Requirement:
Starting at the line that contains "# test: point to the wrist, one" and ending with the last of the rows, reproduce those lines with "marker" changed to "dot" and everything else left the same.

Dataset excerpts on object pointing:
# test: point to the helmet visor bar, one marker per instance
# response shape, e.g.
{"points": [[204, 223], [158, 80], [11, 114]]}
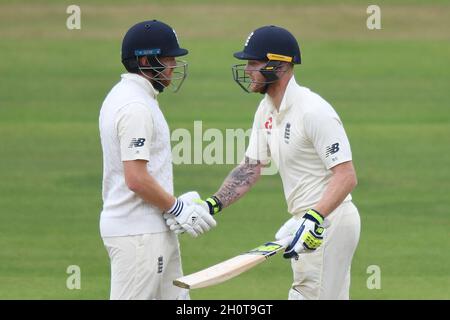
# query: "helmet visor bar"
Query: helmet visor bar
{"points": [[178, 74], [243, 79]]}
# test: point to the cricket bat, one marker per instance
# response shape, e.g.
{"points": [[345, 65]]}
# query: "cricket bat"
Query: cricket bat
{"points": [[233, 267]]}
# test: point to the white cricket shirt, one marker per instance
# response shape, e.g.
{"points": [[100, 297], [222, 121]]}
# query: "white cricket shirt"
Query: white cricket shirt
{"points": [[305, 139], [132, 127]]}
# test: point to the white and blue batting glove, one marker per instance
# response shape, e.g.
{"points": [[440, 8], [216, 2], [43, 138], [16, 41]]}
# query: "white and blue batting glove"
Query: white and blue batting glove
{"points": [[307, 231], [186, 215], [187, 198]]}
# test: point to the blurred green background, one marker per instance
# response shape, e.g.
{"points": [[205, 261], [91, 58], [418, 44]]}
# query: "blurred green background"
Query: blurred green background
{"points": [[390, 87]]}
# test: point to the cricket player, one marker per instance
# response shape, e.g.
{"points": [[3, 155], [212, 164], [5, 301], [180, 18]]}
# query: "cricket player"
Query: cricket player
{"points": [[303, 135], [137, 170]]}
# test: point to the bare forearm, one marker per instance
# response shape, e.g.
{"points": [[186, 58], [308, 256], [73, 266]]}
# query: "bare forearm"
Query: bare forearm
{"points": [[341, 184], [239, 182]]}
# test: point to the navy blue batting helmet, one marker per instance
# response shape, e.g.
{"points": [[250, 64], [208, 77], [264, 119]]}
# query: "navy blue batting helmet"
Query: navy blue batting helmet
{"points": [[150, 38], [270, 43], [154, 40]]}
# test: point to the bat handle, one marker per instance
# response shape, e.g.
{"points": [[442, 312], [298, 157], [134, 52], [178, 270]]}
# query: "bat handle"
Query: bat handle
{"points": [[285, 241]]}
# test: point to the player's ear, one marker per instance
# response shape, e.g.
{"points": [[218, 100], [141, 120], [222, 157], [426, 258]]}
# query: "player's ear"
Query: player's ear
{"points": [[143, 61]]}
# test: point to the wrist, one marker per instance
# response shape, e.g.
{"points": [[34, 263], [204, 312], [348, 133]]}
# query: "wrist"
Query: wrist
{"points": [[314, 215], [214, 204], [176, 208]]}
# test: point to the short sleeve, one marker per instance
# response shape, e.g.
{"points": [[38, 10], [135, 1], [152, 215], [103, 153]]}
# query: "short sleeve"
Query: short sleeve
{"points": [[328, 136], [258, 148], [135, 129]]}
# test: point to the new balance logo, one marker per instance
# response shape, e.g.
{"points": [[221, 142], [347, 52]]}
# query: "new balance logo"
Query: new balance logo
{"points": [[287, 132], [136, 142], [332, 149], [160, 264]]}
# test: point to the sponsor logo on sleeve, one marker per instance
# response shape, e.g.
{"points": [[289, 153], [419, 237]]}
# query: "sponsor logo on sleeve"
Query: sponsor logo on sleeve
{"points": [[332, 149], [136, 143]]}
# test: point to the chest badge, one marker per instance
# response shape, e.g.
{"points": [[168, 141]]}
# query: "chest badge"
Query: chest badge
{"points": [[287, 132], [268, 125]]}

Result of this task:
# test: point to the wrist, one dot per instance
# response shape, e.g.
{"points": [[34, 263], [204, 312], [348, 133]]}
# query: "wrist"
Query: wrist
{"points": [[314, 215], [214, 204], [176, 208]]}
# test: point to the short sleeve, one dot per instance
# response shape, e.g.
{"points": [[38, 10], [135, 1], [152, 215], [103, 153]]}
# query: "short sleeve"
Query: short sleeve
{"points": [[328, 136], [258, 148], [135, 129]]}
# test: point to the new balance logo, one dot per instance
# response shape, e.g.
{"points": [[221, 142], [347, 52]]}
# query: "new balance logo"
Query: new balance logo
{"points": [[287, 132], [136, 142], [332, 149], [160, 264]]}
# test: point to the sponsor logo on sleeve, one dot per instance
# response shape, e.g.
{"points": [[289, 153], [419, 237]]}
# query: "sponsor logo on sleeve"
Query: sponsor logo on sleeve
{"points": [[332, 149], [136, 143]]}
# test: point to the chest badge, one dot per instance
# response shape, e.g.
{"points": [[168, 141]]}
# query: "chest badge"
Query: chest badge
{"points": [[287, 132], [268, 125]]}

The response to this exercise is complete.